Exercise inputs =>
· · · · · · ·
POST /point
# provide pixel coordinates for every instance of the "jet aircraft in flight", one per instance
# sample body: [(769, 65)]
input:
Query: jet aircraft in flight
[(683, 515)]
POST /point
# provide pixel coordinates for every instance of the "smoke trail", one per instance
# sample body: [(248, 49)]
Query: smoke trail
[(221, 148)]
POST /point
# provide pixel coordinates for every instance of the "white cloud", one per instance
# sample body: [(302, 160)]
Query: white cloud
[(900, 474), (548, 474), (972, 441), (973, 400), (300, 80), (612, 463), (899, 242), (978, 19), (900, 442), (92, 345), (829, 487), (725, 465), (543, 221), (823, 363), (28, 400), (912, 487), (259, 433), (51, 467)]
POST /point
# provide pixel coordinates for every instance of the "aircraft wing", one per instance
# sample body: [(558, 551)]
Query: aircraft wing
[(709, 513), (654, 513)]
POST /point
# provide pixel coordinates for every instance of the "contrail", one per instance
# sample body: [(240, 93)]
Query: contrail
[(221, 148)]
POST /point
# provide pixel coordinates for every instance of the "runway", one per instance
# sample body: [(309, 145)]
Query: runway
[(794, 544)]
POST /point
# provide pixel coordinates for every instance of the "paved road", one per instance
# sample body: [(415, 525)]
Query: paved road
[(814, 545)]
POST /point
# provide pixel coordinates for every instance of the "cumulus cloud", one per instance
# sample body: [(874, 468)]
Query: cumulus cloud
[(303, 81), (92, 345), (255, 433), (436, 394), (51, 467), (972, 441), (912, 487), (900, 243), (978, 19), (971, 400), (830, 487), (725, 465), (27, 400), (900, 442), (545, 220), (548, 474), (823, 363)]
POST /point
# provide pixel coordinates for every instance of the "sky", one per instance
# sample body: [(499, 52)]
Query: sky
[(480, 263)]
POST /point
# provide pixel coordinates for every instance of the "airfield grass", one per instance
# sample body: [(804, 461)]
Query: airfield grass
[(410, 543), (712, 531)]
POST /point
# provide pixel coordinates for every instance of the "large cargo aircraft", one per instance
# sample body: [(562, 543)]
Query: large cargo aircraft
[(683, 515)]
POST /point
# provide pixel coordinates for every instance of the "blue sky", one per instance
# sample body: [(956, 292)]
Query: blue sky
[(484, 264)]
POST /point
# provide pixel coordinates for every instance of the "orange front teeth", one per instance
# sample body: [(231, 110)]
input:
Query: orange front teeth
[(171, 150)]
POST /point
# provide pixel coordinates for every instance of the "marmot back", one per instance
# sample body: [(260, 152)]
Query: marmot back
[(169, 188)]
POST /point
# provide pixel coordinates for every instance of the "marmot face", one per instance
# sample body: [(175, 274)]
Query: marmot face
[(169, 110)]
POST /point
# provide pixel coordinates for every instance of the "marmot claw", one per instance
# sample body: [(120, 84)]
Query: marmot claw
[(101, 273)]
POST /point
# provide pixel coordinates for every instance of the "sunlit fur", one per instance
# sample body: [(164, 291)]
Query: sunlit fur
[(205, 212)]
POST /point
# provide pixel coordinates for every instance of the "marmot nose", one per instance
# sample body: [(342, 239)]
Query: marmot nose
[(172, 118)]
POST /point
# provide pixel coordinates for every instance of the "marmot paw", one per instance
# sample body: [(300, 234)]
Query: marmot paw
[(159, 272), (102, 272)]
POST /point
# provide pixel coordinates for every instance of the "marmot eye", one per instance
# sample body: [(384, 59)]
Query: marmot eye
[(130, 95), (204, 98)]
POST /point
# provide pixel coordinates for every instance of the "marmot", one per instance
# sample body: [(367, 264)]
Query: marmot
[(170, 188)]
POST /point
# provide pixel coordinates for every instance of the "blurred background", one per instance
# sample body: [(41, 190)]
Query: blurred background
· · · · · · ·
Requirements =>
Using the listing above, please repeat every entry exactly.

Correct output =>
POST /point
# provide pixel coordinates for every instance of the "jet aircraft in flight", one per instance
# sample body: [(769, 65)]
input:
Query: jet aircraft in flight
[(683, 515)]
POST /point
# provide pixel coordinates for every instance of the "smoke trail", one per instance
# sample body: [(248, 49)]
Query: smoke trail
[(221, 148)]
POST /point
# provide pixel coordinates for every instance of the "white cloud", one per instance
# sample body: [(302, 160)]
Query: white cloud
[(900, 474), (548, 474), (972, 441), (973, 400), (300, 80), (612, 463), (899, 242), (978, 19), (900, 442), (92, 345), (829, 487), (725, 465), (543, 221), (823, 363), (28, 400), (912, 487), (259, 433), (51, 467)]
POST /point
# provide pixel coordinates for every instance of the "aircraft wing", one per instance
# sample body: [(558, 551)]
Query: aircraft wing
[(709, 513), (654, 513)]
POST /point
# provide pixel coordinates for every instance of the "contrail", one per instance
# sample body: [(240, 93)]
Query: contrail
[(221, 148)]
POST /point
# provide pixel coordinates for every instance of the "runway", one per instance
# sample body: [(309, 145)]
Query: runway
[(794, 544)]
POST /point
# provide pixel coordinates for every instance of the "paved road", one per instance
# sample body: [(415, 525)]
Query: paved road
[(814, 545)]
POST /point
# provide pixel coordinates for every instance of the "cumulus cloud", one per instance
# sample body: [(874, 468)]
Query: cumulus cloud
[(303, 81), (92, 345), (255, 433), (436, 394), (51, 467), (972, 441), (912, 487), (900, 243), (978, 19), (971, 400), (830, 487), (725, 465), (27, 400), (900, 442), (545, 220), (548, 474), (823, 363)]
POST /point
# provide pixel coordinates for every instance of the "sky", one per instance
# sample body: [(499, 52)]
Query: sky
[(480, 263)]
POST /point
# provide pixel coordinates for every instance of the "airfield grass", one per instance
# sample body: [(804, 461)]
Query: airfield grass
[(410, 543), (712, 531)]
POST /point
# provide pixel coordinates for every instance of the "large cargo aircraft", one per instance
# sample body: [(562, 543)]
Query: large cargo aircraft
[(683, 515)]
POST /point
# provide pixel coordinates for every instance of the "blue sky", one per instance
# sample body: [(956, 292)]
Query: blue sky
[(484, 264)]
POST /point
# provide pixel coordinates for every instance of the "orange front teeth", one per instance
# sample body: [(231, 110)]
input:
Query: orange front teeth
[(171, 150)]
POST /point
# provide pixel coordinates for every instance of the "marmot back", one per instance
# sample body: [(260, 152)]
Query: marmot back
[(169, 188)]
POST /point
# provide pixel coordinates for every instance of the "marmot face", one per instance
# sample body: [(175, 274)]
Query: marmot face
[(169, 110)]
POST /point
# provide pixel coordinates for every instance of the "marmot claw", one per instance
# sample body: [(120, 84)]
Query: marmot claw
[(101, 273)]
POST /point
# provide pixel coordinates for every instance of the "sunlit fur", one per instance
# sample body: [(164, 291)]
Query: sunlit fur
[(205, 212)]
POST /point
# provide pixel coordinates for every instance of the "marmot nose", one per instance
# sample body: [(342, 239)]
Query: marmot nose
[(172, 118)]
POST /point
# provide pixel coordinates for every instance of the "marmot paw", one per instance
# sample body: [(300, 234)]
Query: marmot paw
[(159, 272), (102, 272)]
POST /point
# provide pixel coordinates for every instance of the "marmot eye", one per instance
# sample body: [(384, 59)]
Query: marmot eye
[(130, 95), (204, 98)]
POST /point
# provide pixel coordinates for every instance of the "marmot", one per instance
# sample body: [(367, 264)]
Query: marmot
[(170, 188)]
POST /point
# provide pixel coordinates for every instance of the "blurred background", one per instance
# sample body: [(41, 190)]
Query: blurred background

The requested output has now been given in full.